Selected extract
[Start of section]

3. Houpoëa rostrata (W. W. Smith) N. H. Xia & C. Y. Wu, Fl. China. 7: 65. 2008.
长喙厚朴 chang hui hou po
Basionym: Magnolia rostrata W. W. Smith, Notes Roy. Bot. Gard. Edinburgh 12: 213. 1920.
Trees, to 25 m tall. Bark pale gray. Vegetative buds and young twigs reddish brown curved villous. Twigs green at first then turning brown, strong and thick; axillary vegetative buds grayish green, terete, glabrous. Stipular scar significantly prominent, nearly 1/3-2/3 as long as petiole. Leaves 7-9 clustered on twig apex; petiole strong and thick, 4-7 cm, at first with trichomes; leaf blade obovate to broadly obovate, 34-50 × 21-23 cm, thickly papery, abaxially glaucous and reddish brown curved villous, adaxially green and glossy, secondary veins 28-30 on each side of midvein, base broadly cuneate to cordate, apex broadly rotund, shortly acute, or sometimes 2-cleft. Flowers appearing after leaves, 8-9 cm in diam., fragrant. Tepals 9-12; tepals of outer whorl outside green flushed slightly pink and inside pink, oblong-elliptic, 8-13 × ca. 5.6 cm, reflexed; tepals of inner 2 whorls purely white, obovate-spoon-shaped, 12-14 cm, erect, base clawed. Stamens purplish red; filaments ca. 5 mm; connective exserted and forming a triangular mucro; anthers ca. 1 cm. Gynoecium cylindric. Fruit terete, 11-20 × ca. 4 cm, erect, base broadly rounded, apex gradually narrowing; mature carpels with a 5-8 mm curved beak. Seeds ca. 7 × 5 mm, flat. Fl. May-Jul, fr. Sep-Oct.

[End of section]

Task 1
How would you translate this sentence from the species description into Spanish: "Flowers appearing after leaves, 8-9 cm in diam., fragrant."?
Task 2
Can you print the stretch of the species description from "3. Houpoëa rostrata" through "12: 213. 1920.", copied word for word?

Material supplied
[Start of section]

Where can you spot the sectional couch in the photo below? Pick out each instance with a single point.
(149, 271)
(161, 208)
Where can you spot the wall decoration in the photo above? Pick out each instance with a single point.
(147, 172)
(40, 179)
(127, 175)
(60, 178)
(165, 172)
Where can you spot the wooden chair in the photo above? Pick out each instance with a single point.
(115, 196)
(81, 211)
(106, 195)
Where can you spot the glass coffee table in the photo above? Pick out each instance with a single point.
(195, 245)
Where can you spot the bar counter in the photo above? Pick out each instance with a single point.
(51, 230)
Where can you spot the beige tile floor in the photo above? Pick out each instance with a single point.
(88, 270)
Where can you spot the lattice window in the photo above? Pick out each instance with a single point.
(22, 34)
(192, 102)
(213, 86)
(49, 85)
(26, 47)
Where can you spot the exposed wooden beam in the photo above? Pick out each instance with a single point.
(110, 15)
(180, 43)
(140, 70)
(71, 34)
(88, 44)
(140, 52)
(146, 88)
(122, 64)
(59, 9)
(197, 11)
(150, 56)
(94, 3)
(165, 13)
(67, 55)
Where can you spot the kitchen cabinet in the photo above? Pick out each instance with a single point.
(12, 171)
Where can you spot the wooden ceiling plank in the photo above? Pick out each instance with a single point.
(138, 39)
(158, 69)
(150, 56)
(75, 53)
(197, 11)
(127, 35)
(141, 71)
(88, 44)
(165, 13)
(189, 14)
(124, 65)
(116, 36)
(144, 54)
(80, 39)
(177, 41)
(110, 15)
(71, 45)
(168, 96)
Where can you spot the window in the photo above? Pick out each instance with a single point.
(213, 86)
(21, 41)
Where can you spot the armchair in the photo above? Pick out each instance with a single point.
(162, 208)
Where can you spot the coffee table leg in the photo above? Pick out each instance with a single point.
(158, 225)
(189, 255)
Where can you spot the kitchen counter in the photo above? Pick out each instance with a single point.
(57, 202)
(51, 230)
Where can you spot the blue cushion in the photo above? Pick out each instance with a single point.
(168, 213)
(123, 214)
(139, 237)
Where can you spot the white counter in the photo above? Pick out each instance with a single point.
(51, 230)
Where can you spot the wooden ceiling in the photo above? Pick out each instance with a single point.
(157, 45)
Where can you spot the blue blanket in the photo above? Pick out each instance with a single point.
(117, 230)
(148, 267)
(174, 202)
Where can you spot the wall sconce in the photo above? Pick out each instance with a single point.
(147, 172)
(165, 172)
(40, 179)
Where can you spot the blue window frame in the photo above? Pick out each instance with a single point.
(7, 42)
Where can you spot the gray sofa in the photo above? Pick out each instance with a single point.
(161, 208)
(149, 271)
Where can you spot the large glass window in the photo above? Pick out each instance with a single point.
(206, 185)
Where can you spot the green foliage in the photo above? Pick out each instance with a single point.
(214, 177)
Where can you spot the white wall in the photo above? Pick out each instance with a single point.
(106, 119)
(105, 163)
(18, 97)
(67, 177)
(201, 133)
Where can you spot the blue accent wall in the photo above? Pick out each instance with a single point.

[End of section]

Exercise result 1
Flores que aparecen después de las hojas, de 8-9 cm de diámetro, fragantes.

Exercise result 2
3. Houpoëa rostrata (W. W. Smith) N. H. Xia & C. Y. Wu, Fl. China. 7: 65. 2008.
长喙厚朴 chang hui hou po
Basionym: Magnolia rostrata W. W. Smith, Notes Roy. Bot. Gard. Edinburgh 12: 213. 1920.